Simsbury Memorial Dedication for Peter and Esther Jackson!

On June 19, 2025 at 10am, the Alex Breanne Corporation in Collaboration with Simsbury Historical Society and the Town of Simsbury unveiled a new monument at Simsbury Cemetery honoring a historic black couple and their family. Their names are Peter and Esther Jackson.

In the early 1640’s, a young man named John Griffin arrived in the Connecticut colony from Walton, Wales. He settled in Windsor, bringing with him the skill of creating Pitch and tar, a material commonly used on ships for waterproofing, commanding a high price. Young John Griffin setup a business with this skill.

As settlers, like John Griffin, encroached on indigenous lands, the native people often pushed back by destroying the property of the settlers. To discourage this, the colony passed a law in 1646. Feeling jailing the indigenous was not effective, the law offered the indigenous offender as property to the settler for enslavement. The settler was given the option to keep the indigenous person, or to ship the indigenous person to the West Indies in trade for an African.

The following year, John Griffin benefited from this new law, when an elder indigenous man named Manahannoose burned his property. The indigenous man was from a settlement called Massaco. As punishment, Manahannoose was given a fine, of which he could not pay, so he was given to John Griffin as his enslaved man. The indigenous people of Massaco feared Manahannoose would be shipped to the West Indies, so they worked a deal out with John Griffin, giving him nearly all of their Massaco land in exchange for the freedom of Manahannoose. Years later, the courts took the Massaco land from John Griffin and doled it out to many other white Americans. In 1670, that land was given the name Simsbury.

John Griffin died in Simsbury in 1681, but his family continued in this area. In the early 1700’s, his grandson Stephen Griffin, acquire an enslaved man named London Wallace. London was a hardworking man, who built his own home on the Simsbury property of his enslaver, planting apple trees around it. Sometime around 1750, London would marry a woman named Irana, described as mullatto, meaning a person of mixed white and Black ancestry. London and Irana had two children they named Irana and Zebulan… but before they could expand their family, London joined the 1st Regiment of the Connecticut forces during the French and Indian War in 1756. On his return from war, London asked that his friends call him Colonel London Wallace, not at all his rank, but it aligned with the pride that he felt about his service to his country.

In 1757, London was given permission by his enslaver to purchase the house he built and land he lived on with his wife Irana. London and Irana then continue to build their family, having six more kids. When their kids came of age, three followed in their father’s footsteps, enlisting to serve in the Revolutionary War. Zebulan Wallace joined up with the 1st Connecticut Regiment… Joseph Wallace enlisted with the 2nd Connecticut Regiment… and London Wallace Jr. enlisted with the 3rd Connecticut Regiment.

Sometime around 1780, London and Irana’s daughter, Esther, married a man named Peter Jackson. It’s here were that 1646 law, allowing for shipping indigenous people to the West Indies in trade for Africans, would once again come into play. In a manuscript written in 1922, George Mitchelson, a member of the pioneering tobacco family, suggested Peter Jackson was originally brought from Bermuda, the result of Indian trading. Even though, Peter and Esther Jackson would go on to have 10 children and become an established black family within the Simsbury community.

PROVIDED RECORDS:

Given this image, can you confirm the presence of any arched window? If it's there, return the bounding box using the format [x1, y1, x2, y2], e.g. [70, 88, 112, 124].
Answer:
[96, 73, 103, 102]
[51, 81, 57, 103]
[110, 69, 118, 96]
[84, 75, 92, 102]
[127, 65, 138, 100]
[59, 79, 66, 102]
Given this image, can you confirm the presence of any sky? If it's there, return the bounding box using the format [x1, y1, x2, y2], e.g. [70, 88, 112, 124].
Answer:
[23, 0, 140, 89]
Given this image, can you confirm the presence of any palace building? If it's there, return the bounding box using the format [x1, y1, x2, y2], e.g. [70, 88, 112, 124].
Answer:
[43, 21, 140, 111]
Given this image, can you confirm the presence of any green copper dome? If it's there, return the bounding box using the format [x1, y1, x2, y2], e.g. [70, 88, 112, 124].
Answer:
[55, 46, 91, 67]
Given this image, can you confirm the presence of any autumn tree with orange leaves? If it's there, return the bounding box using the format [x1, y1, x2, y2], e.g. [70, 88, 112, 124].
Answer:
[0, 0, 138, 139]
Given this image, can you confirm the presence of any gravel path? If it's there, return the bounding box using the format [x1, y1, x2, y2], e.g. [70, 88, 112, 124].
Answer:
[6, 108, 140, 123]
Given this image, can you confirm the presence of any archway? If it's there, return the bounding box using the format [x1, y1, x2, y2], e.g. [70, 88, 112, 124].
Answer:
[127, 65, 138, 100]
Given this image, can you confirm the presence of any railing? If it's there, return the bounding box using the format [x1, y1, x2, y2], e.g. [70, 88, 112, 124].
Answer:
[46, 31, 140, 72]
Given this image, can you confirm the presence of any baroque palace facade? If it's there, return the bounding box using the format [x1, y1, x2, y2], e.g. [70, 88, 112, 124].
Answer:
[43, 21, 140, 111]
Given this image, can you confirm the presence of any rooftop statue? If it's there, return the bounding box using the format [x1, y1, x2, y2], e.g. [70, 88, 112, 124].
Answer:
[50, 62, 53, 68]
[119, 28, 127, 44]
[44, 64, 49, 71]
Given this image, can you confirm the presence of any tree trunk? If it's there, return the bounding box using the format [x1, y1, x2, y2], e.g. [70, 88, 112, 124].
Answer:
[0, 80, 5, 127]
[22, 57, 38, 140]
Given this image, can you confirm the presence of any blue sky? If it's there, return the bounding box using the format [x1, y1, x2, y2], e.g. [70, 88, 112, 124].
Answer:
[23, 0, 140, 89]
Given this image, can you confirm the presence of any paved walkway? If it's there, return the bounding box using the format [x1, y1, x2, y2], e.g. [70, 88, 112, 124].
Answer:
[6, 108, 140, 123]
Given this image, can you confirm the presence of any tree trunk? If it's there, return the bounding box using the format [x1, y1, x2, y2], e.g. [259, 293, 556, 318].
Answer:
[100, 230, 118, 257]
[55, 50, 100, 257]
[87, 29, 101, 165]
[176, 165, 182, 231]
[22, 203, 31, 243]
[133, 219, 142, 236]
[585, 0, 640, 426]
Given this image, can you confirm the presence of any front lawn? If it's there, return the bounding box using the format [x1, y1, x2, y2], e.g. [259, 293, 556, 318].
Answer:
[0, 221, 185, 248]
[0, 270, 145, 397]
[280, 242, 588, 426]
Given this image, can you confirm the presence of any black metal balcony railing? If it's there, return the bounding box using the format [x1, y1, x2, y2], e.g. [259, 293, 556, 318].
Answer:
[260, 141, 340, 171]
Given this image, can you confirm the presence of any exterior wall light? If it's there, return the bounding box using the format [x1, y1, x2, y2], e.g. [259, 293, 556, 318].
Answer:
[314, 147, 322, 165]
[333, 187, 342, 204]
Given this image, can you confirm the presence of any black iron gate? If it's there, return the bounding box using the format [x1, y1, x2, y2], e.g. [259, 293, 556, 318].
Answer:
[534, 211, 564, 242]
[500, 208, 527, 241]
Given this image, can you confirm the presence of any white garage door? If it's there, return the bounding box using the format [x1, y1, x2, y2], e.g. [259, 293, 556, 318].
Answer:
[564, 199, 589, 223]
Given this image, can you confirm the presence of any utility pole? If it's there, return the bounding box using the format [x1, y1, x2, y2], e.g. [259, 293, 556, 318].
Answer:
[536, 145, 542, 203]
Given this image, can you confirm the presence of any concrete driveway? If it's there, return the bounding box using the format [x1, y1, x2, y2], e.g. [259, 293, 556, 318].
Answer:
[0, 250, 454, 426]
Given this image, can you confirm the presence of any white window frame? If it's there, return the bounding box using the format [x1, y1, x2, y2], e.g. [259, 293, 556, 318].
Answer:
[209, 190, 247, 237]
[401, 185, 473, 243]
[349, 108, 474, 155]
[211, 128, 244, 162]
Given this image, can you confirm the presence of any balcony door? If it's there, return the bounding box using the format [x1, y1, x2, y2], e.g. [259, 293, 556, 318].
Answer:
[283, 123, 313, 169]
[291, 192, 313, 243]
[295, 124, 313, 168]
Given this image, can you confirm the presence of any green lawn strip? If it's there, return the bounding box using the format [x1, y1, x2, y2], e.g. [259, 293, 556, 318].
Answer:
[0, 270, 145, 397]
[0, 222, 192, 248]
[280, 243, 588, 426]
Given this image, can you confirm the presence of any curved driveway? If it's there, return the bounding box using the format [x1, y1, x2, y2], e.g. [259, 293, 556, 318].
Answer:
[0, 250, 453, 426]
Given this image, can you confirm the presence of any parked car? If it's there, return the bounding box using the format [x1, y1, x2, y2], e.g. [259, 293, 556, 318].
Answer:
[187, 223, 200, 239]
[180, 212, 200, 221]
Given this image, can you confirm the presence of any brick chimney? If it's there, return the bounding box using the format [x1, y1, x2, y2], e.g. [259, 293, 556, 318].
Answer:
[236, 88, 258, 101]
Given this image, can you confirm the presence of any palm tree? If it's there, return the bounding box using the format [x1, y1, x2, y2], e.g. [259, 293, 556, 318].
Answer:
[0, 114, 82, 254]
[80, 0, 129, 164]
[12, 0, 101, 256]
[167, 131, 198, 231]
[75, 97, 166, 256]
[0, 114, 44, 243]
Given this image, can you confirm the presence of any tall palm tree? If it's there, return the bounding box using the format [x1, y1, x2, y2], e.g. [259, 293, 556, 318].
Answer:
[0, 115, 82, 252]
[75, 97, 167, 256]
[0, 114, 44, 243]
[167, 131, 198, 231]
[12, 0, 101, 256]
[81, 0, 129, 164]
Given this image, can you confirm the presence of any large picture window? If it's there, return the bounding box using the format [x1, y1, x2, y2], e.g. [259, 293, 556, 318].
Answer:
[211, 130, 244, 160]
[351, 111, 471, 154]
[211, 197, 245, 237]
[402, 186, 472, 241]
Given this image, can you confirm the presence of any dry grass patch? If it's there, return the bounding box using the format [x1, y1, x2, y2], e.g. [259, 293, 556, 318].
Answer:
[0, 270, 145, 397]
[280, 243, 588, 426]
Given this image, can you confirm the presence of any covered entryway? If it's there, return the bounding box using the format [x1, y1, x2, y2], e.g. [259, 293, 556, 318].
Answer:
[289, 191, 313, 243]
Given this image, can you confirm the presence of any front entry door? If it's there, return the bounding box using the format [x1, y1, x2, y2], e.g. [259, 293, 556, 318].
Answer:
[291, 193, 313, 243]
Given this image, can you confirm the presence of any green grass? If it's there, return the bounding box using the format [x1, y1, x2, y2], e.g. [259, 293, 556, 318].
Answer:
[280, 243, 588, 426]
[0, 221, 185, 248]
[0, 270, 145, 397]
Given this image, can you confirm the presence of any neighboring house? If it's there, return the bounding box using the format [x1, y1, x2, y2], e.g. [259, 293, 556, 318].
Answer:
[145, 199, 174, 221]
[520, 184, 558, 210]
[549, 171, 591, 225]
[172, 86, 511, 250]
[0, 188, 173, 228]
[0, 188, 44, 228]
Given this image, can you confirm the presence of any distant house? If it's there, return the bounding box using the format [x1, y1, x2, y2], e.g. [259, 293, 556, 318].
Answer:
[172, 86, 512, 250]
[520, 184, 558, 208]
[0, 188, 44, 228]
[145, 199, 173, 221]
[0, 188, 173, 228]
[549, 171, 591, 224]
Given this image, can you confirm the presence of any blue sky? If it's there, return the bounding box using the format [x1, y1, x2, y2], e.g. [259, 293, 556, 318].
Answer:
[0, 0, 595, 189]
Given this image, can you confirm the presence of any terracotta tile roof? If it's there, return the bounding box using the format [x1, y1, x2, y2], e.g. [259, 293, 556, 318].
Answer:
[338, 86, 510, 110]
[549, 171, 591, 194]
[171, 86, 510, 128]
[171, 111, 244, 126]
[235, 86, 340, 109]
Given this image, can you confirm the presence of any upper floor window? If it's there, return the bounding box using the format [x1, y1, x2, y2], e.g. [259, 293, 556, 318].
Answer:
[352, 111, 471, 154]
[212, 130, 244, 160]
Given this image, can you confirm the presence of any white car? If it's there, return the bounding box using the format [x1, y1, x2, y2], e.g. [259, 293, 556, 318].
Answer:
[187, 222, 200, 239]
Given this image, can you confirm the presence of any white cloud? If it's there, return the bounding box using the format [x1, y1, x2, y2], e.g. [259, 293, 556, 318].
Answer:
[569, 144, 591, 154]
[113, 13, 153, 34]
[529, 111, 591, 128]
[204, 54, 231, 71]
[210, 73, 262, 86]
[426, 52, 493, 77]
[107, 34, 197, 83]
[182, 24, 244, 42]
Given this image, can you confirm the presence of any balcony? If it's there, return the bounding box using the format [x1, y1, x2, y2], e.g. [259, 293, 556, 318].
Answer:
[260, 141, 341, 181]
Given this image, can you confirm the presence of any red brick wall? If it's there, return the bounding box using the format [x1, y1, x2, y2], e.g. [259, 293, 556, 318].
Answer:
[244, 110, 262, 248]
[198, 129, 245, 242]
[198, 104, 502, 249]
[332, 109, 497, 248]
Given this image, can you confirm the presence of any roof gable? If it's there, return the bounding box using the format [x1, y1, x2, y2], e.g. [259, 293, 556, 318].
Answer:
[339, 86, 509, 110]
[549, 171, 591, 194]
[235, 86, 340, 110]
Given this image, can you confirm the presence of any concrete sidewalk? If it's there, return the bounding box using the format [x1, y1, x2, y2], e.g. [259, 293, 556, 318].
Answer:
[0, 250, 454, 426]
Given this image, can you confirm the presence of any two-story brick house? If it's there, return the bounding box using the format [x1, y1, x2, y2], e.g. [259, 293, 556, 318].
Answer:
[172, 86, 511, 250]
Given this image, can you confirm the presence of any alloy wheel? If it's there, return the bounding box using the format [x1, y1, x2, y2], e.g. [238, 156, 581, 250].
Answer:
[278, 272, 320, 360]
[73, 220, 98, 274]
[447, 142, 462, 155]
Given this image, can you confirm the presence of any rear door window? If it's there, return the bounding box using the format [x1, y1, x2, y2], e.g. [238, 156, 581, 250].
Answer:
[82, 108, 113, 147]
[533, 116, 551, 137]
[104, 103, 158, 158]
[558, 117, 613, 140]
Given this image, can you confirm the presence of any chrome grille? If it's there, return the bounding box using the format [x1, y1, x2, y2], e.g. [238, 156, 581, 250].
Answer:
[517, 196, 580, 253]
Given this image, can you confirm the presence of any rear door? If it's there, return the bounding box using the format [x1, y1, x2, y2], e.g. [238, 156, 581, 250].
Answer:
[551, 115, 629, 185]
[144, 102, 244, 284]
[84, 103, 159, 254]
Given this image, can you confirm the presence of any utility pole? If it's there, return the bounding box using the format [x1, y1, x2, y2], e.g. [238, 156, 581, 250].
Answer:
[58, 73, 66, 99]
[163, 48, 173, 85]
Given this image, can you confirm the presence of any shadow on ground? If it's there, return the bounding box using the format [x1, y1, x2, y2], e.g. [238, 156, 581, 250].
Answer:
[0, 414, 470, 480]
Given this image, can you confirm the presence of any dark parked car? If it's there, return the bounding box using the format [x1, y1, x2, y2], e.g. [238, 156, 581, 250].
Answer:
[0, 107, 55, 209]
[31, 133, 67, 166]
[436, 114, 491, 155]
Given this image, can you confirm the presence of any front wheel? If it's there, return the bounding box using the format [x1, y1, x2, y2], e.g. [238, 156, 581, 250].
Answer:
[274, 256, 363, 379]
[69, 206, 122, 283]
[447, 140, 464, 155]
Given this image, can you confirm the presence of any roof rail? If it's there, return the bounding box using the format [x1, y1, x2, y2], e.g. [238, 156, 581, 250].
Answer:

WHAT THE TASK REQUIRES:
Could you pick up the article on the Simsbury memorial for Peter and Esther Jackson and continue it from after its final sentence?

TASK ANSWER:
In 1797, Peter Jackson shows up in town records for the first time. He’s listed in a land record, agreeing to take on the debt of his father-in-law, London Wallace. He shows up again in 1810… this time on the Federal Census. But in November of that year, while traveling on the road from Turkey Hill to Simsbury, Peter Jackson slipped, falling into Salmon Brook and drowning. I imagine this was an unbearable time for Esther Jackson. But through this, being one of the earliest members of the Simsbury United Methodist Church, she continued in her faith.

In 1836, Esther purchased her own home and property from Chauncey Eno… the grand-uncle of Antoinette Eno, who donated Eno Memorial Hall to the town of Simsbury… a building where Martin Luther King Jr. watched movies as a teenager. He was in Simsbury working the tobacco fields during the summers of 1944 and 1947.

The home Esther purchased in 1836 existed on or about where Andrew’s Memorial Chapel sits on the property of Westminster School, off Hopmeadow. But with the Industrial Revolution well underway, the railroad came calling, so Esther sold her property to the New Haven and Northampton Railroad Company in 1849. She moved into a home that sat on current day Hoskins Road, a short distance behind Antonio’s Restaurant, near the corner of Hoskins and Old Barge Road. I imagine it wasn’t called Hoskins road then, as her neighbors were Asa Hoskins and Noah Hoskins, well known land owners.

In the 1850 census, there are three young men living in the household with Esther Jackson. They were her grandson’s, William Jackson, Erastus Jackson and Abraham Jackson. Little did she know, that they would join 4 of her other grandsons in enlisting in the Union Army during the Civil War. Their heroism extraordinary. Three of her grandson’s refused to wait around for Connecticut to decide to allow Black men to fight. They wanted to contribute now! So they left Connecticut to join Colored regiments in Massachusetts and Rhode Island. Of her 7 grandson’s who went off to war, 6 of them never made it back home, dying in various states.

  1. Abraham Jackson died in Portsmouth Rhode Island…

  2. William Jackson died in Virginia Beach, Virginia…

  3. James Jackson died in New Orleans, Louisiana…

  4. Cornelius Reader died in Hampton, Virginia…

  5. George Reader died in Dedham, Massachusetts…

  6. Erastus Jackson died in Plaquemine, Louisiana… his remains lost, so he has no marked grave.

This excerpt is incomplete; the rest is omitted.